_Objective_: Copy the records below verbatim, leaving out the pictures.

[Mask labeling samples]
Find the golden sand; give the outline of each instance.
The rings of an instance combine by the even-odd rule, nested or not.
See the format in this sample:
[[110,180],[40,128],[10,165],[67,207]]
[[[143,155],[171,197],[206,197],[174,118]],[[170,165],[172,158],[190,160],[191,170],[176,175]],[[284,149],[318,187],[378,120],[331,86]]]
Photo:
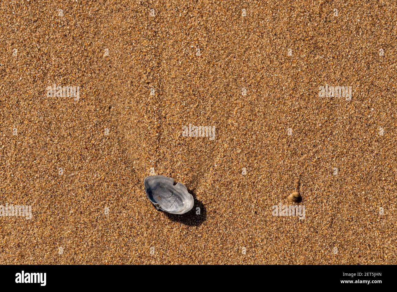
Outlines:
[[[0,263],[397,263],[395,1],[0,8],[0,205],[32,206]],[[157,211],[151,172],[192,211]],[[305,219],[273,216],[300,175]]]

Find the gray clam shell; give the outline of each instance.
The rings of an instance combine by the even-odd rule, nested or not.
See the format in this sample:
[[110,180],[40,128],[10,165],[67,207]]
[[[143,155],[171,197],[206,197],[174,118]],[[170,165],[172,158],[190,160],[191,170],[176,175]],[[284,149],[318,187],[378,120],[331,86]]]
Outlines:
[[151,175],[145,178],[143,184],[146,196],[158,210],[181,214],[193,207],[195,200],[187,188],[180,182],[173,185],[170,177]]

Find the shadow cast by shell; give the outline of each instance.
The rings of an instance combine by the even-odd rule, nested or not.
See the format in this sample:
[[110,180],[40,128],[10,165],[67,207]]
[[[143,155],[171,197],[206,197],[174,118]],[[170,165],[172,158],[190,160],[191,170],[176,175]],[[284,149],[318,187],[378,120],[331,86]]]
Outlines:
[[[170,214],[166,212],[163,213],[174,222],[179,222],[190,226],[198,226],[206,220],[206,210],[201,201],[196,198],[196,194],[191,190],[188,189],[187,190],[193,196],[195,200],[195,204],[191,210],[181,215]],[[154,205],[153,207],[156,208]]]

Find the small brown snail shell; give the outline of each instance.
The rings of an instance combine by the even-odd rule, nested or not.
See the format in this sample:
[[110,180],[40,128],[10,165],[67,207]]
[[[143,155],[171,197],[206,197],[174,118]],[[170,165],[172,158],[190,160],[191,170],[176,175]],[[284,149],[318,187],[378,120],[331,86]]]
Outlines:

_Response to the task_:
Find the golden sand; give the outline of each instance.
The rings of an instance combine by the even-odd rule, nested or not.
See the format in this sample:
[[110,180],[40,128],[10,165],[67,207]]
[[[143,155],[171,197],[206,197],[174,118]],[[170,165],[172,158],[190,160],[191,170],[176,175]],[[284,149],[318,187],[378,120],[331,86]]]
Photo:
Outlines:
[[[0,263],[397,263],[395,1],[0,8],[0,205],[32,206]],[[157,211],[151,172],[192,211]],[[305,219],[273,216],[300,175]]]

Find the gray clam shell; give the outline of each instance.
The rings of an instance combine by the even-odd rule, nested or not.
See the format in this sample:
[[110,180],[40,128],[10,165],[67,207]]
[[[143,155],[171,197],[206,197],[174,118]],[[170,165],[172,158],[190,160],[191,170],[176,175]],[[284,149],[318,187],[378,120],[331,86]]]
Outlines:
[[151,175],[145,178],[143,184],[146,196],[158,210],[181,214],[193,207],[195,200],[187,188],[180,182],[173,185],[170,177]]

Find the shadow cast by shell; give the outline of each instance.
The rings of an instance combine by the even-odd rule, nested or not.
See the format in this sample:
[[110,180],[40,128],[10,165],[67,207]]
[[[143,155],[171,197],[206,197],[174,118]],[[170,165],[172,158],[190,160],[191,170],[176,175]],[[284,149],[318,187],[378,120],[331,86]]]
Outlines:
[[[170,214],[166,212],[163,213],[174,222],[179,222],[190,226],[198,226],[206,220],[206,210],[201,201],[196,198],[196,194],[191,190],[188,189],[187,190],[193,196],[195,200],[195,204],[191,210],[181,215]],[[154,205],[153,207],[156,208]]]

Find the small brown snail shell; give the outline of each instance.
The rings of an instance combine by the even-odd rule, nested or not.
See the format in this sample:
[[110,180],[40,128],[10,165],[67,207]]
[[[143,155],[171,197],[206,197],[174,118]],[[170,165],[172,158],[190,160],[191,170],[176,175]],[[284,149],[318,187],[378,120],[331,86]]]
Outlines:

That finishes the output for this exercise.